** START Excerpted records **

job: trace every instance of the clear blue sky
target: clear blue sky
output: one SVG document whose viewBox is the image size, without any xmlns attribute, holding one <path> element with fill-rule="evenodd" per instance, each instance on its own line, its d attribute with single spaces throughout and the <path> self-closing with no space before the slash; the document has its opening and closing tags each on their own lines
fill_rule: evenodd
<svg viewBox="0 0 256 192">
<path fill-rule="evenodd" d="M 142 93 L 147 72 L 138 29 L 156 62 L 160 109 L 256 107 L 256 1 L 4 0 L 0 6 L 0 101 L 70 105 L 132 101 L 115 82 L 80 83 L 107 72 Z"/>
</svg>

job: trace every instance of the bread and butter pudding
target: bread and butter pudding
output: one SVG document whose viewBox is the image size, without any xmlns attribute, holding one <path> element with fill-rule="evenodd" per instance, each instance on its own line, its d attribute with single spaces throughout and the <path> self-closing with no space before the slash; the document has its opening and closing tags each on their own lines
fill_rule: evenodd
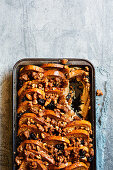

** END Excerpted records **

Exercise requirements — Rewrite all the rows above with every "trace" replaced by "outline" and everything else left unchanged. Omit the pictures from your answer.

The response —
job: outline every instance of the clear blue sky
target: clear blue sky
output: one SVG document whose viewBox is the image size, without any xmlns attribute, holding one <path> element with fill-rule="evenodd" per instance, each instance on its own line, its d attribute with single spaces throughout and the <path> self-closing with no space before the slash; the document has its opening and closing tags each on their own lines
fill_rule: evenodd
<svg viewBox="0 0 256 192">
<path fill-rule="evenodd" d="M 142 93 L 147 72 L 138 29 L 156 62 L 160 109 L 256 107 L 256 1 L 4 0 L 0 6 L 0 101 L 70 105 L 132 101 L 115 82 L 80 83 L 107 72 Z"/>
</svg>

job: outline every instance of the bread and butter pudding
target: bread and butter pudding
output: one SVG document whose viewBox is the image size, without any xmlns attribute, holding one <path> element with fill-rule="evenodd" per instance, each instance on its own line, its d attribute with single spaces throughout and the <path> self-closing with no space before the slash; the document has its opening and closing tags each on their own lines
fill_rule: evenodd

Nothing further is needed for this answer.